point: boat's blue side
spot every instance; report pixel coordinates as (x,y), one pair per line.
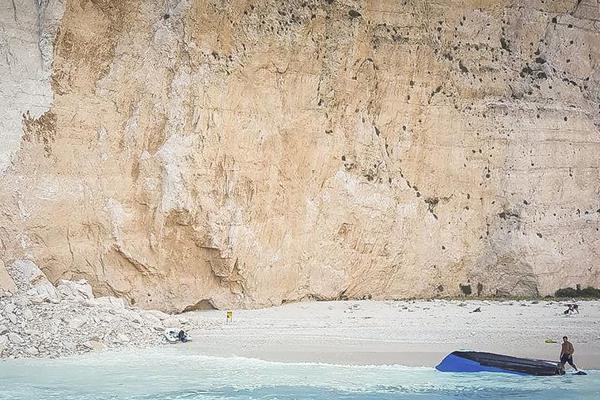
(453,363)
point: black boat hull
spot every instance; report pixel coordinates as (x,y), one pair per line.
(474,361)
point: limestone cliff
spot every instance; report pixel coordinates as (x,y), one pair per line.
(214,153)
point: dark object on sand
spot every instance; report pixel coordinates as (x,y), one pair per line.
(474,361)
(183,337)
(174,335)
(573,308)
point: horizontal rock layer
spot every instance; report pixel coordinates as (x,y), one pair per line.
(192,154)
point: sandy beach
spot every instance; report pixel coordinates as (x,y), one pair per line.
(411,333)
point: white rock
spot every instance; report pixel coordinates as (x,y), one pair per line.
(158,314)
(15,338)
(3,343)
(7,284)
(28,314)
(122,338)
(94,345)
(76,290)
(77,322)
(109,301)
(22,301)
(34,277)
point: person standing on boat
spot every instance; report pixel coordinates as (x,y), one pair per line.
(566,353)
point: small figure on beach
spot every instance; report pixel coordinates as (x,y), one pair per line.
(572,309)
(566,354)
(174,335)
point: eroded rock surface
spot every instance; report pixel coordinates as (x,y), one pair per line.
(193,154)
(71,320)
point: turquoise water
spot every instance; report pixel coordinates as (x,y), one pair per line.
(168,374)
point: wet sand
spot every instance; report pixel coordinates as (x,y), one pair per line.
(411,333)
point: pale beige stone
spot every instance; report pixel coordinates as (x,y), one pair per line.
(215,154)
(6,282)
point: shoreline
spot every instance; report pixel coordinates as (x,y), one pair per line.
(409,333)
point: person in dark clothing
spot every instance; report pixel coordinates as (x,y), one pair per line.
(566,354)
(182,336)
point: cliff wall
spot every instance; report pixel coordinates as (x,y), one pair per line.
(189,154)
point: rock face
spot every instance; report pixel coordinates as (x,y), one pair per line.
(192,154)
(72,320)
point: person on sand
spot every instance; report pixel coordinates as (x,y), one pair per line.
(566,354)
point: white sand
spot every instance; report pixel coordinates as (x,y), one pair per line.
(412,333)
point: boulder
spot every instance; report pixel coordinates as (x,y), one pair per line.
(6,282)
(34,278)
(94,345)
(76,323)
(110,302)
(77,290)
(28,314)
(10,308)
(12,318)
(3,343)
(15,338)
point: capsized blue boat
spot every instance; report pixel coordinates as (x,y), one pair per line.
(475,361)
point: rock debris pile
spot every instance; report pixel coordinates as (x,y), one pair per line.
(38,319)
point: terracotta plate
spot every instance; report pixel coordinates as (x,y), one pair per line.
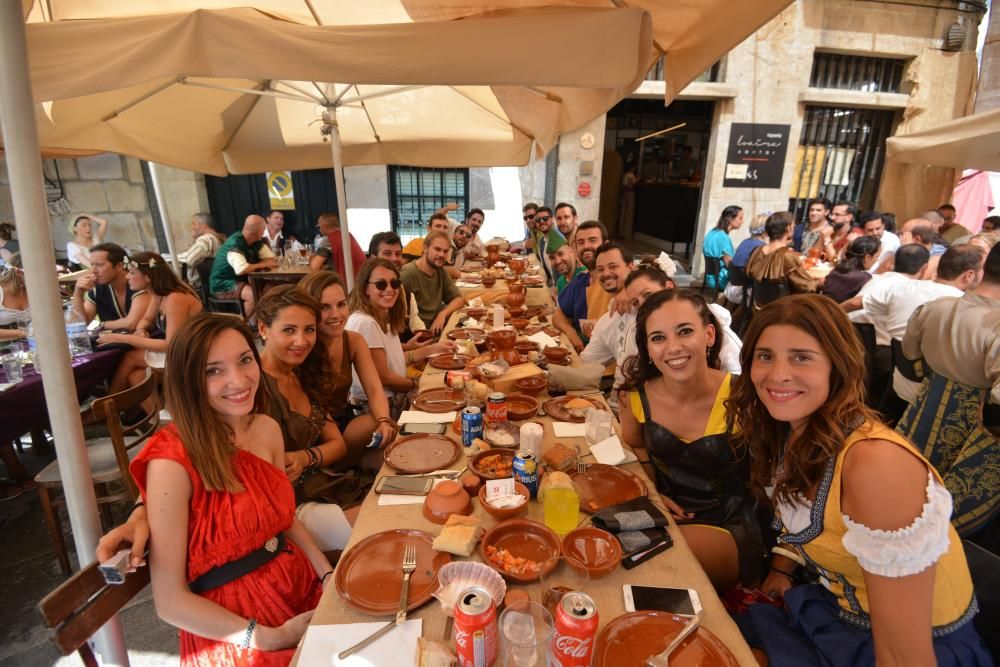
(603,486)
(442,399)
(369,576)
(465,334)
(556,408)
(450,362)
(629,640)
(420,453)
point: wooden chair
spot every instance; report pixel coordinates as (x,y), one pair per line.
(83,604)
(213,304)
(109,458)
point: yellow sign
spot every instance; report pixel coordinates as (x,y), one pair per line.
(279,190)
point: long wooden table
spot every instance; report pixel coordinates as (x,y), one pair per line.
(677,567)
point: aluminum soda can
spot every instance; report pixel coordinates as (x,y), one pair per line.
(525,470)
(496,407)
(576,629)
(475,628)
(472,425)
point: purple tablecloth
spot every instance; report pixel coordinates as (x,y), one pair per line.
(22,408)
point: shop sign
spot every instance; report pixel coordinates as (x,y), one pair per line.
(756,155)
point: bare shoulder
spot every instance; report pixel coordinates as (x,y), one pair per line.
(884,485)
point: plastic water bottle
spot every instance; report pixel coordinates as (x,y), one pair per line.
(76,332)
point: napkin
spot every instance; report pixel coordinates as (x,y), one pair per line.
(609,451)
(543,339)
(322,643)
(569,430)
(419,417)
(403,499)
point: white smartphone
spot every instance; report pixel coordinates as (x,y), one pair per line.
(654,598)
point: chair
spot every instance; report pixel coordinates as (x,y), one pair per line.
(83,604)
(212,303)
(713,267)
(109,458)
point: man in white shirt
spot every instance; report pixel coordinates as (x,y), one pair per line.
(206,243)
(874,226)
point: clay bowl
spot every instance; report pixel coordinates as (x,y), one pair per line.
(445,499)
(522,539)
(521,407)
(597,550)
(519,323)
(474,464)
(502,514)
(532,386)
(556,354)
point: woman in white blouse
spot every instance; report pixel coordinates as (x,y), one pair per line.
(854,501)
(379,315)
(84,236)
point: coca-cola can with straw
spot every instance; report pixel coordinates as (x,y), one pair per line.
(576,629)
(475,628)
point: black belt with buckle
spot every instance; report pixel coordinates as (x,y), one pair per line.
(234,569)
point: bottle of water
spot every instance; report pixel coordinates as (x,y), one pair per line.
(76,331)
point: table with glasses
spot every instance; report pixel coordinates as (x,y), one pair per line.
(676,567)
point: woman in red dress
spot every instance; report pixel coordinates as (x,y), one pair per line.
(215,489)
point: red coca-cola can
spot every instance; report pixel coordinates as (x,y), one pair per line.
(576,628)
(475,628)
(496,407)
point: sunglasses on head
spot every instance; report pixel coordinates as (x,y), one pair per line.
(381,284)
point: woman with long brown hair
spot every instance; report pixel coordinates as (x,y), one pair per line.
(231,566)
(378,315)
(171,305)
(853,499)
(348,356)
(675,409)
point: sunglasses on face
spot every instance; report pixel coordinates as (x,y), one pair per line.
(380,285)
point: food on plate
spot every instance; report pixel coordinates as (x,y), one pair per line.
(434,654)
(496,465)
(460,535)
(577,407)
(508,562)
(560,457)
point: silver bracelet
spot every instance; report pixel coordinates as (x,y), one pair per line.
(249,635)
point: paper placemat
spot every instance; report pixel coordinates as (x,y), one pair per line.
(322,643)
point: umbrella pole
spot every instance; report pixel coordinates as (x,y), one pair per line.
(24,163)
(154,173)
(338,176)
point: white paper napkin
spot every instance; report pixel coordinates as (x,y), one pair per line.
(543,339)
(322,643)
(569,430)
(419,417)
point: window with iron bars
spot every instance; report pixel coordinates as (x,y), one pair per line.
(416,192)
(840,156)
(850,72)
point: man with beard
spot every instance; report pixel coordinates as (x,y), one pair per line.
(426,279)
(545,235)
(564,264)
(583,301)
(566,220)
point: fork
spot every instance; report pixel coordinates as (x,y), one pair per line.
(662,659)
(408,566)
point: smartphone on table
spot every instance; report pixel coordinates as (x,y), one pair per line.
(684,601)
(405,486)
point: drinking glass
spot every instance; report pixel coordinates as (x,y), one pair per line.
(526,630)
(12,367)
(565,575)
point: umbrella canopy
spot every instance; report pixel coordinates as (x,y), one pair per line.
(971,142)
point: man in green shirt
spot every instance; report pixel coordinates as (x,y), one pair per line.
(426,279)
(240,255)
(564,263)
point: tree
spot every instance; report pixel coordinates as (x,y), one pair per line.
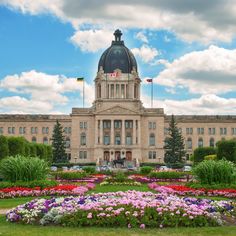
(58,144)
(174,144)
(4,150)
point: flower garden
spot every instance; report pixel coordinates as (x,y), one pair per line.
(130,200)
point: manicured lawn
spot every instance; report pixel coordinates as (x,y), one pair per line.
(9,229)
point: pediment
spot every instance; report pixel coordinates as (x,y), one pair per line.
(118,110)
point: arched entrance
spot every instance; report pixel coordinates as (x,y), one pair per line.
(129,156)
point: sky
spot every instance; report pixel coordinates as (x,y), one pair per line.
(188,48)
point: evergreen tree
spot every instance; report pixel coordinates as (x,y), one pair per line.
(58,144)
(174,144)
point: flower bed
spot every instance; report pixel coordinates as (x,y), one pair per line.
(183,190)
(60,190)
(128,209)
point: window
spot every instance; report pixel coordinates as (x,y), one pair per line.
(45,140)
(200,142)
(223,131)
(189,143)
(212,142)
(106,124)
(22,130)
(34,130)
(83,139)
(152,139)
(117,139)
(189,130)
(11,130)
(67,143)
(200,130)
(117,124)
(83,155)
(106,139)
(34,140)
(128,124)
(128,140)
(211,131)
(152,155)
(233,131)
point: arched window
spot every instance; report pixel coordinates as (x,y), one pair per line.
(83,139)
(67,142)
(189,143)
(212,142)
(45,140)
(200,142)
(152,139)
(34,140)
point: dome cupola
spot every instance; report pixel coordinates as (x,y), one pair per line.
(117,56)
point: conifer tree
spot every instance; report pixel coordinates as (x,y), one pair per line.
(58,144)
(174,144)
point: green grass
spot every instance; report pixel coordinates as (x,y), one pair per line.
(10,229)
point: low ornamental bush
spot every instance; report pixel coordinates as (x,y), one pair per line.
(215,172)
(72,175)
(31,184)
(146,170)
(21,168)
(166,175)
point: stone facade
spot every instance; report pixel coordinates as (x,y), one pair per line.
(117,125)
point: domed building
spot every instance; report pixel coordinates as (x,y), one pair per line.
(118,125)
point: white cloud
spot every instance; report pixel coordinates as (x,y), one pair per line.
(208,104)
(44,92)
(141,36)
(146,53)
(202,72)
(92,40)
(191,20)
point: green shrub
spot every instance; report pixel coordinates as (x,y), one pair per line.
(89,169)
(16,146)
(227,150)
(146,170)
(166,175)
(211,157)
(215,172)
(4,150)
(30,184)
(21,168)
(201,152)
(71,175)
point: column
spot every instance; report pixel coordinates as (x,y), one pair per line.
(112,132)
(101,131)
(139,132)
(134,133)
(123,133)
(96,131)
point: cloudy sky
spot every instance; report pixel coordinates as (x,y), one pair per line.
(188,47)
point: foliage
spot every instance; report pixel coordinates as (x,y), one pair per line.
(16,146)
(215,172)
(71,175)
(174,144)
(58,144)
(21,168)
(4,150)
(212,157)
(201,152)
(89,169)
(166,175)
(146,170)
(29,184)
(227,150)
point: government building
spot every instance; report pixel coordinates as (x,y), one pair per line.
(117,125)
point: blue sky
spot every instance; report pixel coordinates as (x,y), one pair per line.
(189,53)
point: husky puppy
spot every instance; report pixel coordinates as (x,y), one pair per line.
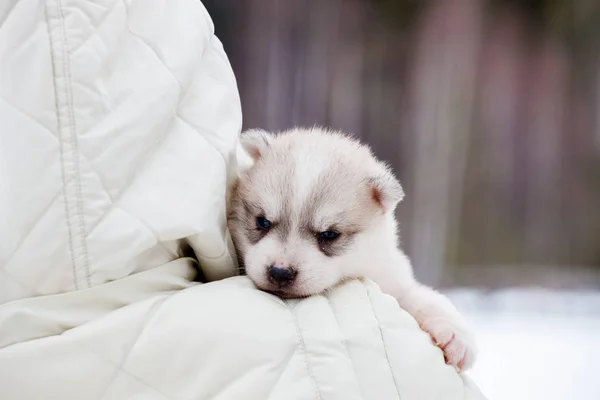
(315,207)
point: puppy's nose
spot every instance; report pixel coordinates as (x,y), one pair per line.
(281,275)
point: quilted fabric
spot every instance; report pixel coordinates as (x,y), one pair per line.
(119,123)
(119,128)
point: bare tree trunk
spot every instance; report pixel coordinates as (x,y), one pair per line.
(444,78)
(546,125)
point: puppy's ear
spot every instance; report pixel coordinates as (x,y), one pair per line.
(386,191)
(256,142)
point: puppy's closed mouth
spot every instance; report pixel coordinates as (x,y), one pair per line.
(285,295)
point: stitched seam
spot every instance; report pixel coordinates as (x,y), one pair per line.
(61,149)
(387,357)
(304,353)
(95,28)
(73,133)
(345,343)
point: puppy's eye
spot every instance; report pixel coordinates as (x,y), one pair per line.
(328,236)
(263,224)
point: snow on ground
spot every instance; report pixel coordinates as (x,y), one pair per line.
(534,344)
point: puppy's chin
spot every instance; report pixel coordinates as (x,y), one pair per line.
(293,291)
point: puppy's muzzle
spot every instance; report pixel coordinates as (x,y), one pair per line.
(281,276)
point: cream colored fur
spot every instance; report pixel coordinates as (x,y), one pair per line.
(305,181)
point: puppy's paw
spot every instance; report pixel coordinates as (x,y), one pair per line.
(454,339)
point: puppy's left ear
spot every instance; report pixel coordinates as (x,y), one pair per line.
(256,142)
(386,190)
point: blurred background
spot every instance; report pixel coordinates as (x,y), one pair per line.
(489,112)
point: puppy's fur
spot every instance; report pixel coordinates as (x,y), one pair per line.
(308,181)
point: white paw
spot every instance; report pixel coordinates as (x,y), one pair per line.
(454,339)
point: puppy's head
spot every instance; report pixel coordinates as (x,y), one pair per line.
(312,208)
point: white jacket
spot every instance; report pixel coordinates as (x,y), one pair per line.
(118,132)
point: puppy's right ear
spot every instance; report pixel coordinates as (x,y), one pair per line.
(256,142)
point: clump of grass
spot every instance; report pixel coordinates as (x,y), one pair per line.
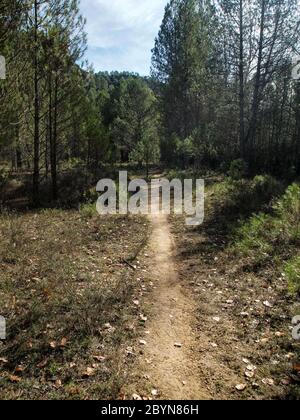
(233,199)
(292,272)
(63,281)
(88,211)
(274,236)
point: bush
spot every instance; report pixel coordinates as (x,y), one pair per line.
(238,169)
(292,272)
(244,197)
(274,235)
(3,177)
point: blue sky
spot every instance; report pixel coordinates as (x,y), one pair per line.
(121,33)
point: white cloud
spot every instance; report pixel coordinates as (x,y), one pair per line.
(121,33)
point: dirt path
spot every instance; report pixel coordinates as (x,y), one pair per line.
(169,356)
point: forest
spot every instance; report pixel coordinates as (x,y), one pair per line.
(221,102)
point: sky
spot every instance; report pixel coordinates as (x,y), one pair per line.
(121,33)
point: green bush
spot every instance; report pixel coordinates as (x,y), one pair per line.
(3,177)
(243,197)
(275,234)
(238,169)
(292,272)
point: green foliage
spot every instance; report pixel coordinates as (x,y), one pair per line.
(244,197)
(292,273)
(238,169)
(273,235)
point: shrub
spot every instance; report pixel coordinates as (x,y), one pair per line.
(292,272)
(274,234)
(238,169)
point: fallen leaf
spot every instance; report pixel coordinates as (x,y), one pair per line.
(88,373)
(296,367)
(249,374)
(14,379)
(63,342)
(19,369)
(53,344)
(99,358)
(268,381)
(241,387)
(42,364)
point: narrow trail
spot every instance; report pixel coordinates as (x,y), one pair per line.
(170,355)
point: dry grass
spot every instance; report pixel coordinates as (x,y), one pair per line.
(67,299)
(245,312)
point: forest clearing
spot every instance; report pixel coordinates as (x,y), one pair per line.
(128,305)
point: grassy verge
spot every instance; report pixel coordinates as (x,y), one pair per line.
(68,301)
(244,274)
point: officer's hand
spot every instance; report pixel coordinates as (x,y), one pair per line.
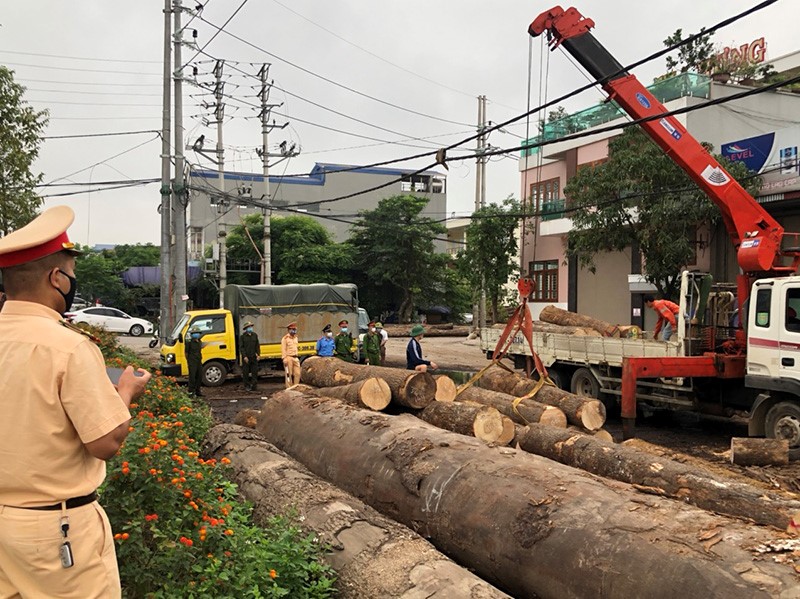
(130,385)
• • •
Set down the line containing "point: green bush", then every later line through the end of the material, exactly as written; omit any picture.

point: green bush
spot every instance; report pixel coordinates as (x,y), one pair per line.
(3,177)
(243,197)
(275,234)
(238,169)
(292,272)
point: green foliage
spot every instance; report pixel coordinates as (x,y), one pair per line.
(244,197)
(292,273)
(238,169)
(273,235)
point: shrub
spot every instance; report pixel coordinates as (x,y), one pair per line.
(292,272)
(274,234)
(238,169)
point: fallen leaf
spot every instance; report pixel coordinates as (x,y), one pair per line.
(88,373)
(296,367)
(249,374)
(14,379)
(63,342)
(19,369)
(53,344)
(99,358)
(268,381)
(241,387)
(42,364)
point: narrow trail
spot every instance; report pixel coordinates as (x,y), one pair per line.
(170,355)
point: dry grass
spot every instance; report pixel coordinates as (x,y), one pair per line.
(67,299)
(245,312)
point: forest clearing
spot every instance; report pixel coordinates as (x,y), one pair per line.
(128,305)
point: grassy verge
spot every instance; report pixel coordinates as (x,y), one pair per line.
(68,301)
(244,274)
point: officer's hand
spot every instance; report pixel coordinates as (x,y), one pair per line.
(130,385)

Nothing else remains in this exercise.